▸ **Explore the material**
- a) Answer these questions from the malloc comment:
(i) Which language does the comment say also used the term 'heap'?
(ii) How many researchers were on the team that did the new language?
(iii) Which value of i handles requests of size 9 through 16?
- b) Decide whether each statement agrees with the malloc comment:
(i) The new language eventually shipped commercially.
(ii) The book was clear about what it meant by a 'heap'.
(iii) The storage allocation approach started with a linked list.

▸ **Supplied text**
———
Yup, there's a version of each of malloc() and free() there.
Maybe that's what was being used in the common versions of C. If so, then for whatever reason I missed out on that. I kept seeing in the book where they kept saying that malloc() allocated storage in the 'heap' without being clear on what they meant by a 'heap' although in this thread is an explanation that 'heap' was also used in Algol 68. Whatever, when they said 'heap' with no explanation, they blew me away.
Once I was one of a team of three researchers that did a new language. Eventually it shipped commercially. We needed a lot in dynamic storage allocation. Our approach was to start with an array of pointers, say, for i = 1, 2, ..., 32 or some such, s(i) was a pointer to the start of storage for chunks of size 2^(i-1) + 1 to 2^i. So, allocate 10 bytes of storage from 16 bytes where 16 = 2^i for i = 4. That is, i = 4 handles requests of size 9 through 16. Etc.
———
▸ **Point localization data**
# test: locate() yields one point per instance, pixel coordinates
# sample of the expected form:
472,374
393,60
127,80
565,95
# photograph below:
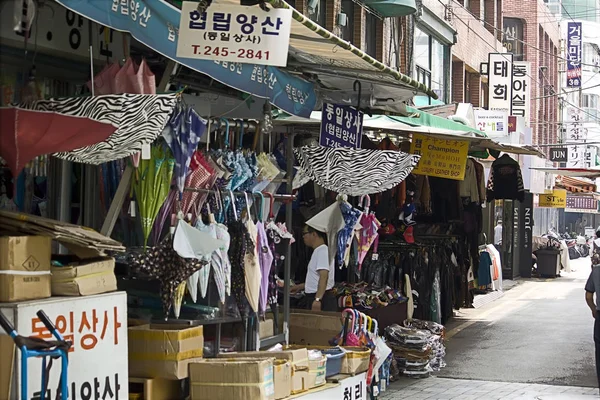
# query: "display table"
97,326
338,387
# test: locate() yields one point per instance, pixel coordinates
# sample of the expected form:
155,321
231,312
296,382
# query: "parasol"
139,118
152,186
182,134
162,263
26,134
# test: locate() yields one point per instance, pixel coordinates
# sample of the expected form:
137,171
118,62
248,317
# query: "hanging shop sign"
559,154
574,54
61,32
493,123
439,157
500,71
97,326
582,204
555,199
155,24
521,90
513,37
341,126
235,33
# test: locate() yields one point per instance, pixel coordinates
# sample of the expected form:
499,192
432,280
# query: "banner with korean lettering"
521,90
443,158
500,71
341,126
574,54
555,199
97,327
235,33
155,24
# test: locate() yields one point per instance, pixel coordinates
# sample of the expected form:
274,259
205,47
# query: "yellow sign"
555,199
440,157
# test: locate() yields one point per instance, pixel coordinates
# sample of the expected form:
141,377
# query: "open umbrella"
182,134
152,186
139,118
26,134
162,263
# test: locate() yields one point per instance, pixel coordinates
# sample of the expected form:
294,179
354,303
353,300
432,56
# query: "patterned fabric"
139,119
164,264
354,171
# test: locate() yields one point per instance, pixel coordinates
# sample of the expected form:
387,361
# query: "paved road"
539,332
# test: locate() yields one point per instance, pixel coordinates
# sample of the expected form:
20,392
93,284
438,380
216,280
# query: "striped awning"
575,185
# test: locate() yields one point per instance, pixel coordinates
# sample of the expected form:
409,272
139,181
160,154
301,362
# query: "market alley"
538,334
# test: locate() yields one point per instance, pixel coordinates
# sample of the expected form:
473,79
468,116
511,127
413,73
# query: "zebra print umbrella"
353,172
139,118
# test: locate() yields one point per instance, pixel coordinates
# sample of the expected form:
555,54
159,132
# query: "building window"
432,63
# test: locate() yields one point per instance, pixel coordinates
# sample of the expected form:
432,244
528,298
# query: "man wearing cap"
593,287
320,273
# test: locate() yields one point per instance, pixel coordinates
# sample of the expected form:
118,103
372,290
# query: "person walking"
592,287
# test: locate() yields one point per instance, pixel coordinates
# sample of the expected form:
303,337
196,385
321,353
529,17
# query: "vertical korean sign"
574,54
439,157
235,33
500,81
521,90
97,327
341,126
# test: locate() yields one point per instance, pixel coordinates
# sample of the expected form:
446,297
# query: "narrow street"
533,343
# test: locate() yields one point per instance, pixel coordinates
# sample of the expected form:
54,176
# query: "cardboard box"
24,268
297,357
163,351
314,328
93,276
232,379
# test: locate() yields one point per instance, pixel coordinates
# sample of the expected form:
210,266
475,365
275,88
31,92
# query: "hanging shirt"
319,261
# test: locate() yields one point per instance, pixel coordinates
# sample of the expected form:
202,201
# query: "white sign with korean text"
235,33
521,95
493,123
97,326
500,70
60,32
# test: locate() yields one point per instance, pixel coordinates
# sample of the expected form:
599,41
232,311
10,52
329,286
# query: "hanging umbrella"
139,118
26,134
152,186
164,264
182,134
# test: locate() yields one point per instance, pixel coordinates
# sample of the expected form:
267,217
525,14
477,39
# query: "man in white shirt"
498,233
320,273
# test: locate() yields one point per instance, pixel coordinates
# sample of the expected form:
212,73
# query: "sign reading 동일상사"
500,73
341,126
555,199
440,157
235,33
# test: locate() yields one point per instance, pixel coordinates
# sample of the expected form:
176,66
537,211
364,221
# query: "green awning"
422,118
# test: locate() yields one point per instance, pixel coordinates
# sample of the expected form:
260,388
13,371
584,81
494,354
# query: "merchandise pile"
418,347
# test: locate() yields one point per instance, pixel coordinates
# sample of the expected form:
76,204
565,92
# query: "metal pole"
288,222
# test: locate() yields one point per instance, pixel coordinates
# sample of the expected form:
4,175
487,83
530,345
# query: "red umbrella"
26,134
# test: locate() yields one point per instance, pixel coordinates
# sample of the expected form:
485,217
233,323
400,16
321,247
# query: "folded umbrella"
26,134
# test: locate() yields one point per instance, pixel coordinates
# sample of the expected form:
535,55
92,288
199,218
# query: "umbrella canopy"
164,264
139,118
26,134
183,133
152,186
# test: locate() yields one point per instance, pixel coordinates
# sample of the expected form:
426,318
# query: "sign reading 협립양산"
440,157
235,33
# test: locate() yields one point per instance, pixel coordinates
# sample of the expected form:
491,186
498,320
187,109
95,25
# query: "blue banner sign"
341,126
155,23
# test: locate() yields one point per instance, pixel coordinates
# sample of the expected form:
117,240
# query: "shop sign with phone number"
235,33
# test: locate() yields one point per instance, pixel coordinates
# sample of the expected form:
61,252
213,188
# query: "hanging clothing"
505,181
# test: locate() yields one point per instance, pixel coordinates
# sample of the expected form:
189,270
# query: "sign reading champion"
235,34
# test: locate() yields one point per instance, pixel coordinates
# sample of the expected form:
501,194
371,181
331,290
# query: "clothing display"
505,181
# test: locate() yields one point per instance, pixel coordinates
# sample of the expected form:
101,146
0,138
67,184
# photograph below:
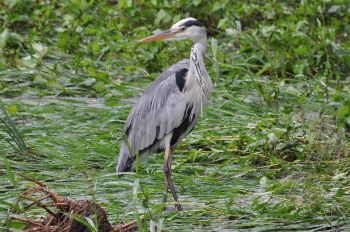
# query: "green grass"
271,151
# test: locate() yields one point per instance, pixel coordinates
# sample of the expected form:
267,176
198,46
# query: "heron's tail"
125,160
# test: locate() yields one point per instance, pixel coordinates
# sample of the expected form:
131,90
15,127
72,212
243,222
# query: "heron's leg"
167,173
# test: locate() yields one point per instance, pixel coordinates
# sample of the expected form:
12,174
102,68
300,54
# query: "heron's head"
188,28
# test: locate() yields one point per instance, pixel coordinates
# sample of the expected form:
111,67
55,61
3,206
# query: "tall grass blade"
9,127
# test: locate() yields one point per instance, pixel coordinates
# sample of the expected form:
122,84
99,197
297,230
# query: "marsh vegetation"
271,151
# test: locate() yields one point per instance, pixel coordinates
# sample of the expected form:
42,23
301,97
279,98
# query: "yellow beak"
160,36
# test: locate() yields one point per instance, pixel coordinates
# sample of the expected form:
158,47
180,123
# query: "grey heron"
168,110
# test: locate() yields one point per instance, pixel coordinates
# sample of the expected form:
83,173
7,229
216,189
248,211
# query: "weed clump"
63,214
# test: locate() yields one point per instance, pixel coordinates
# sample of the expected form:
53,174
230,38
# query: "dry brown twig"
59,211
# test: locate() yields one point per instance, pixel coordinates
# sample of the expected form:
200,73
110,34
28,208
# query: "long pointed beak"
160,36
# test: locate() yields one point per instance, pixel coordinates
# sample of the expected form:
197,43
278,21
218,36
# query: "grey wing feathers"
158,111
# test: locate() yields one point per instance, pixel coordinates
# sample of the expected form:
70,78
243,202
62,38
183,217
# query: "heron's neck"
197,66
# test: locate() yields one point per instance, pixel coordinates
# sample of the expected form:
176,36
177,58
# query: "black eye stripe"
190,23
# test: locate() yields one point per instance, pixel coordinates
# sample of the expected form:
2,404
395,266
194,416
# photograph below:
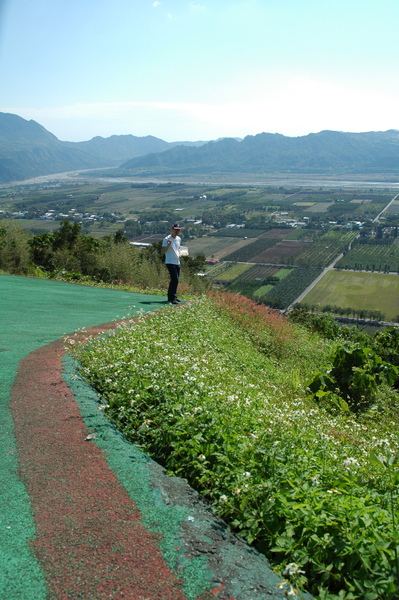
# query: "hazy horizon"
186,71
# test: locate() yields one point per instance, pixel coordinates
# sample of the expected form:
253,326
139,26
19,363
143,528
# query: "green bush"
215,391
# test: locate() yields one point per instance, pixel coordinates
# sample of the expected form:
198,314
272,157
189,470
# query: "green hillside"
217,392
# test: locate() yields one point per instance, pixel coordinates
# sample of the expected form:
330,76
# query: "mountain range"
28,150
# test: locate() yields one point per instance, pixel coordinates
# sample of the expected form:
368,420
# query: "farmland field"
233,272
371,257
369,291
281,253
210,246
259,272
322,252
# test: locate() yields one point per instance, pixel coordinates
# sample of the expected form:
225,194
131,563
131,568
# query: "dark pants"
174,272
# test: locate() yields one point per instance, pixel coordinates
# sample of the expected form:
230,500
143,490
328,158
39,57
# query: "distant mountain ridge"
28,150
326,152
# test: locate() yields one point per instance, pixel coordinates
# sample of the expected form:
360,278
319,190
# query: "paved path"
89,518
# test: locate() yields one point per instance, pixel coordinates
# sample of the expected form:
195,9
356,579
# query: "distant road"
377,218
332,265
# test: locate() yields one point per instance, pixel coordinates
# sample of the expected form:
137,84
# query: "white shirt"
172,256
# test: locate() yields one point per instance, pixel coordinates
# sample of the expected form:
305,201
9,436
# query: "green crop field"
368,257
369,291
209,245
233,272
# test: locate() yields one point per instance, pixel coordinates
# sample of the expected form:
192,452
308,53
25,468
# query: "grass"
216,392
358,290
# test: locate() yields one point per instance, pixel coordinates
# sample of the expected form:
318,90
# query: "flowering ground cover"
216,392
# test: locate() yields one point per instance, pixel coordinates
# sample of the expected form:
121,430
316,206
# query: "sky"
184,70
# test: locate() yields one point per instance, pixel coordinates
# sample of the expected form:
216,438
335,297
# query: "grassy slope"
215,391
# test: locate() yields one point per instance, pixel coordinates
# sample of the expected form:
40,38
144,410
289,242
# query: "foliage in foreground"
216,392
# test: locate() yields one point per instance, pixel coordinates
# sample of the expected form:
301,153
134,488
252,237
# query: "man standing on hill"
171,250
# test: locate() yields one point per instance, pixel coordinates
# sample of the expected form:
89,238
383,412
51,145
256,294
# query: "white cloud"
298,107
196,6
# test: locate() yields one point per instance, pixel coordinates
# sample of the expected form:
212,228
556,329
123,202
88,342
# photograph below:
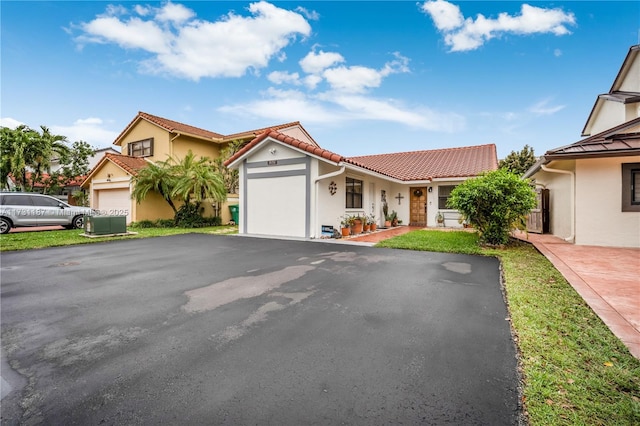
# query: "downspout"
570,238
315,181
———
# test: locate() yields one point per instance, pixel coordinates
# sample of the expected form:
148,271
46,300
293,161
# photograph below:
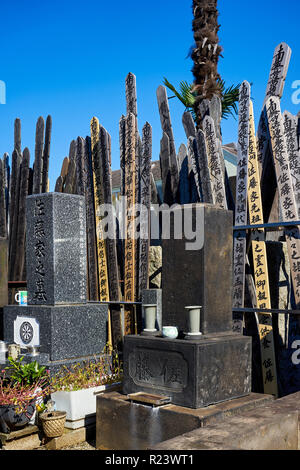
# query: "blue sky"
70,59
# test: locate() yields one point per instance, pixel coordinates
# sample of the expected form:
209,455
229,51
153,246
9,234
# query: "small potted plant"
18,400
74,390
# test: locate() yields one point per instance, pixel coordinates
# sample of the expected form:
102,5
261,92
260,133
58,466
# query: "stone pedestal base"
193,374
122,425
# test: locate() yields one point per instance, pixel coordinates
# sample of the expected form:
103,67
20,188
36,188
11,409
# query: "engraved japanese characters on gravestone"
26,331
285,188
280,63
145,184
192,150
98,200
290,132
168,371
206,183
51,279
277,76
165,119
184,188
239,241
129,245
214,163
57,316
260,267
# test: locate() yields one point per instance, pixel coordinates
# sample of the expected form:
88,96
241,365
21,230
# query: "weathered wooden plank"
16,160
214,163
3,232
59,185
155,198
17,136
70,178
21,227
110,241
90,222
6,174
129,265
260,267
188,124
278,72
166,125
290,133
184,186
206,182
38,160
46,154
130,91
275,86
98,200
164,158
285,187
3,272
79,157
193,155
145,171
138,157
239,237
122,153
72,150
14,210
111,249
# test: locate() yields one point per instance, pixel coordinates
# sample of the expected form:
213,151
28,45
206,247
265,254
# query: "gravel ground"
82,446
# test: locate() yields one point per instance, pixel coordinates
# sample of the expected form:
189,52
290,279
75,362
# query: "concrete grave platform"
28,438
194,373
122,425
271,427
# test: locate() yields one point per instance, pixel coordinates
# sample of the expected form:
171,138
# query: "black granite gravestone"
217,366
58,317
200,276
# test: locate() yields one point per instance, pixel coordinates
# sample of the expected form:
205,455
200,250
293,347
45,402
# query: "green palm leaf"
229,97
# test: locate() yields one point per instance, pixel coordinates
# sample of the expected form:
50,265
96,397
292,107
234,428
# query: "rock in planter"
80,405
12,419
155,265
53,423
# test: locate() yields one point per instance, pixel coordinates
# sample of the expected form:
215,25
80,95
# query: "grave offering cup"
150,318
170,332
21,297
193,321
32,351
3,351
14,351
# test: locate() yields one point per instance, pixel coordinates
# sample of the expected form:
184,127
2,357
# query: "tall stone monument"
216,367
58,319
———
▸ **Solutions**
- a)
(i) Algol 68
(ii) Three
(iii) i = 4

- b)
(i) Yes: "Eventually it shipped commercially."
(ii) No: "without being clear on what they meant by a 'heap'"
(iii) No: "Our approach was to start with an array of pointers"